Task goal — Please collect every line below that contains the word "light" and copy each of those lines.

[Rows from an object pointing dataset]
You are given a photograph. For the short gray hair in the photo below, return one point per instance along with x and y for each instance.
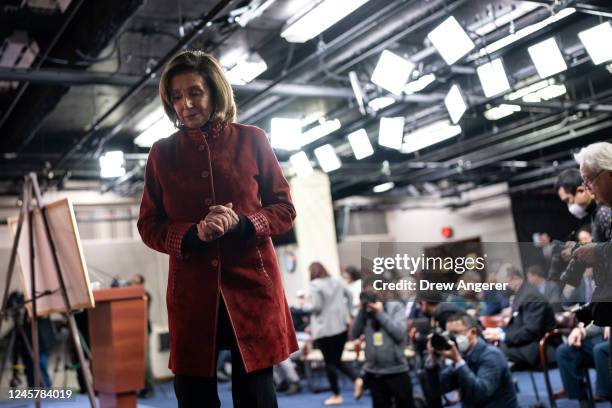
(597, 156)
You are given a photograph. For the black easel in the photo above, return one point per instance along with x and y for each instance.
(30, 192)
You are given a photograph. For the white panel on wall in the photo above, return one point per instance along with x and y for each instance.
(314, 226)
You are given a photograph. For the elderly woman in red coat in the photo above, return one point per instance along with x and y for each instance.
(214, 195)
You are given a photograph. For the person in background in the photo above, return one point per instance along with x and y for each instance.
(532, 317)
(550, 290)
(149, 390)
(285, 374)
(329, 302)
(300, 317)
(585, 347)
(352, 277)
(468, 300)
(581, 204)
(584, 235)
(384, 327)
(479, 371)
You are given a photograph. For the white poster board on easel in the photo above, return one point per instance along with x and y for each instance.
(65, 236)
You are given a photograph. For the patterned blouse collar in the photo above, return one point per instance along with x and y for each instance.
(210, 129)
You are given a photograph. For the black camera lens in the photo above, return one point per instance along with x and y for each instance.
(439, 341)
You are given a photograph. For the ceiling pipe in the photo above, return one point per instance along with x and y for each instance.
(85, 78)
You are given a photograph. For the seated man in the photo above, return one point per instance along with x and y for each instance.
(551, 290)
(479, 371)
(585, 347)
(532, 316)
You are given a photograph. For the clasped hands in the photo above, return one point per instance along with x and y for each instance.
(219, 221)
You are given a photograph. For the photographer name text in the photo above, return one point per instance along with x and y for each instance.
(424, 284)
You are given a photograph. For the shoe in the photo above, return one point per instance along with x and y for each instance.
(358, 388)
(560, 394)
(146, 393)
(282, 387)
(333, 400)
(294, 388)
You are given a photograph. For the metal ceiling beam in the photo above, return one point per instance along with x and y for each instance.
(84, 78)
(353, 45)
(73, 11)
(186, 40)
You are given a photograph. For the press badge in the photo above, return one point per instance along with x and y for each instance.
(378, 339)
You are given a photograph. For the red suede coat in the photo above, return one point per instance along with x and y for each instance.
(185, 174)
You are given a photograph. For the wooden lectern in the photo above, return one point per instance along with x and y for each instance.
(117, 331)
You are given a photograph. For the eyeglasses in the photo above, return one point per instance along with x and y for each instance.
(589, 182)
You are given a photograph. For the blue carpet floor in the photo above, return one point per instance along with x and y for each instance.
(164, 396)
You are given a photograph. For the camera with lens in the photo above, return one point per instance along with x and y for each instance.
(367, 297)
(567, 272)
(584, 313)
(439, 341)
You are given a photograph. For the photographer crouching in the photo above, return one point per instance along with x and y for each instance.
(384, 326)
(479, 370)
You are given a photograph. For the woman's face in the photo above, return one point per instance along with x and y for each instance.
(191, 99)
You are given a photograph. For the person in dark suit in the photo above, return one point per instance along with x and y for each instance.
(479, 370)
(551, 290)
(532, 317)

...

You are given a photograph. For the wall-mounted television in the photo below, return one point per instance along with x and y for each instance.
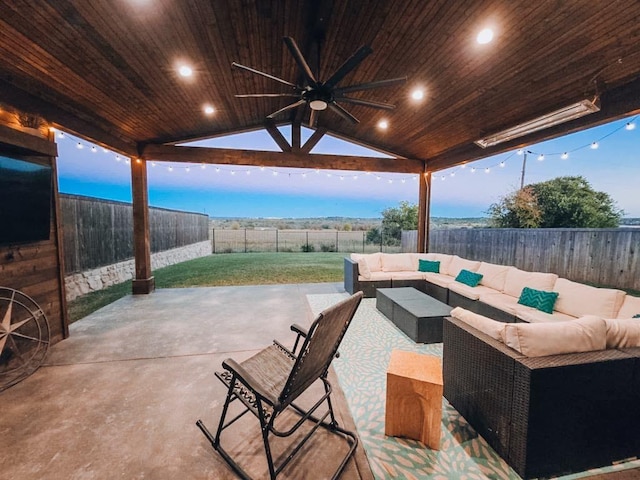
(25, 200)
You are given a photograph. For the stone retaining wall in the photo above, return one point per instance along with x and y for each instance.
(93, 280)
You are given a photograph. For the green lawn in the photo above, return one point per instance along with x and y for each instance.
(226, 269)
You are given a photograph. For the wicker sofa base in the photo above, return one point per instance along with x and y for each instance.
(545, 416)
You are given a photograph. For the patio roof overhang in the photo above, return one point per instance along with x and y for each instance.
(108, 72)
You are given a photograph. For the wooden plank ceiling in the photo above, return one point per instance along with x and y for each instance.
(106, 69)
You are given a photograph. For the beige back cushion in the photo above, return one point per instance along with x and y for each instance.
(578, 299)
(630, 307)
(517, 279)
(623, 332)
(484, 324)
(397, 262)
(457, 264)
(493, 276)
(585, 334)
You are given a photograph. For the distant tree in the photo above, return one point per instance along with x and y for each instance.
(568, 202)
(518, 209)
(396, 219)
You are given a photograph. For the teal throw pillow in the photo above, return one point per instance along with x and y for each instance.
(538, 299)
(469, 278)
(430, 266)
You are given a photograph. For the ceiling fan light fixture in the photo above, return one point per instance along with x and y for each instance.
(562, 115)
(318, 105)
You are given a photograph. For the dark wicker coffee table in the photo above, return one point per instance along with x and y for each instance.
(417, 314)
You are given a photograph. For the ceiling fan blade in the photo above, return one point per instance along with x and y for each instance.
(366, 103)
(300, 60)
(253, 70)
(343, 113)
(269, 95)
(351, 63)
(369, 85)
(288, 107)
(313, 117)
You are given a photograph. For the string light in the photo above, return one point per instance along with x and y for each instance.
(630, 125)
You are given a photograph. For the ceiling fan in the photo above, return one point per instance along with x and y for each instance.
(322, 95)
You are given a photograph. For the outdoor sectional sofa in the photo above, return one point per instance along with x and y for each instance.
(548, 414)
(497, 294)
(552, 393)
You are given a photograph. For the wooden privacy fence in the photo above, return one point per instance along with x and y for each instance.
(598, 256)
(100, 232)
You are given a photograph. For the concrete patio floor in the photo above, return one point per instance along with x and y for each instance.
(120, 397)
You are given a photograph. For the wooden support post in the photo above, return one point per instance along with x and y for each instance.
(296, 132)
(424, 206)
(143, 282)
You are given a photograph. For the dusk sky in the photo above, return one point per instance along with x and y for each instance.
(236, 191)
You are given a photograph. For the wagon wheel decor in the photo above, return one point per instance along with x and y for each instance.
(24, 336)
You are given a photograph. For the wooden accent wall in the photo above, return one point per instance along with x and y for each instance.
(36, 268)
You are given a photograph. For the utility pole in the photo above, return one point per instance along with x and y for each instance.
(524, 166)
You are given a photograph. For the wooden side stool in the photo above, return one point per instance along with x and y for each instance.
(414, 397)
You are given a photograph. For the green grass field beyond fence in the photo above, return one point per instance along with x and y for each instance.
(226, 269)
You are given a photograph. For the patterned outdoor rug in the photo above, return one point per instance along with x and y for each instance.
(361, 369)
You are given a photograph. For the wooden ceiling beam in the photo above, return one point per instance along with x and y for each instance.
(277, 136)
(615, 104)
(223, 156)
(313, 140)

Solved exercise —
You are given a photograph. For the ceiling fan light fixture in the photo above, return one point per instance along with x and y for each instance.
You are given a photograph. For the string light in the photo above, return one point per instance along with x and y for each instance.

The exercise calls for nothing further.